start

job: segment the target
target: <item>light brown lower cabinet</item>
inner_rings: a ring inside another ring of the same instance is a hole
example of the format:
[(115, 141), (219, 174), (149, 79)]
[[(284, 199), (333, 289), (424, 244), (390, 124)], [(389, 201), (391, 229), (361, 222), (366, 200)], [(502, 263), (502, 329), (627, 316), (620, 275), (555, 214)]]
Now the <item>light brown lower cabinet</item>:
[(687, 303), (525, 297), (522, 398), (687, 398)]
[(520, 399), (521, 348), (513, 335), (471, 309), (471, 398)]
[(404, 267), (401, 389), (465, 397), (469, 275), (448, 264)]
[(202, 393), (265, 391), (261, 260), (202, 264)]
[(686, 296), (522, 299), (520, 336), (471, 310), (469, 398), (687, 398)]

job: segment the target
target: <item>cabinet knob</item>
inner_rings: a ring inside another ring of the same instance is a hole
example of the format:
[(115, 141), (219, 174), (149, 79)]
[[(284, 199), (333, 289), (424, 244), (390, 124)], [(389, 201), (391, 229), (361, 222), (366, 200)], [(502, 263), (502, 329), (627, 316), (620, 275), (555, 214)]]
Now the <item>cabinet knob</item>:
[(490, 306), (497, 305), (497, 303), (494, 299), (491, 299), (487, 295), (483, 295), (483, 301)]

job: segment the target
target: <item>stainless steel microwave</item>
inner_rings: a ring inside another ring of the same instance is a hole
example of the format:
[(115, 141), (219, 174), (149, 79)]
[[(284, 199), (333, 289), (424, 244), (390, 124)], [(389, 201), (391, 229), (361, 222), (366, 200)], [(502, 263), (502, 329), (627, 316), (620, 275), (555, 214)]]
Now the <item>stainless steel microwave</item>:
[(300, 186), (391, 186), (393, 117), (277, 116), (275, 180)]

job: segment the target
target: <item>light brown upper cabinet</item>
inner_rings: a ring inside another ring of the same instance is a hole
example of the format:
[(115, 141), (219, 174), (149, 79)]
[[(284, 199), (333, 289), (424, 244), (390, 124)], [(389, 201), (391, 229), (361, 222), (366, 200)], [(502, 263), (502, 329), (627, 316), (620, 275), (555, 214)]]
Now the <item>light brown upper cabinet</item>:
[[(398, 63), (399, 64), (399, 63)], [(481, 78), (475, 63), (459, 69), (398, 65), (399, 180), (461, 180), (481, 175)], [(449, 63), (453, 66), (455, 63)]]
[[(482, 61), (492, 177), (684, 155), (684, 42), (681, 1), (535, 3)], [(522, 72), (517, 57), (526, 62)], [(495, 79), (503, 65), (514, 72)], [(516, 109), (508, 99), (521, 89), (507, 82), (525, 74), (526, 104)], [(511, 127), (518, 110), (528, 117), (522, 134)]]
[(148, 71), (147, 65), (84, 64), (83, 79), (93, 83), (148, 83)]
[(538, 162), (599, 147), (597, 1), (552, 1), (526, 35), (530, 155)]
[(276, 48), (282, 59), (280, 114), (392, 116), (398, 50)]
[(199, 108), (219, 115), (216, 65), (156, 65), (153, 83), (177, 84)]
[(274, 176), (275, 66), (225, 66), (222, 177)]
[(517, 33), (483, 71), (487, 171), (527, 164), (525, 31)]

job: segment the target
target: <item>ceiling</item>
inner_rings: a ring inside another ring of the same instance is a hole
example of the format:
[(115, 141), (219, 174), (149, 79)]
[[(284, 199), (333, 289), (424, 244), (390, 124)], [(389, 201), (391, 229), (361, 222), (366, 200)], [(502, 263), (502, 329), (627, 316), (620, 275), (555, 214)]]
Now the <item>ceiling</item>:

end

## WHAT YOU WILL DO
Please list each line in the records above that contains the word "lower".

## SOLVED EXERCISE
target: <item>light brown lower cabinet</item>
Now the <item>light brown lower cabinet</item>:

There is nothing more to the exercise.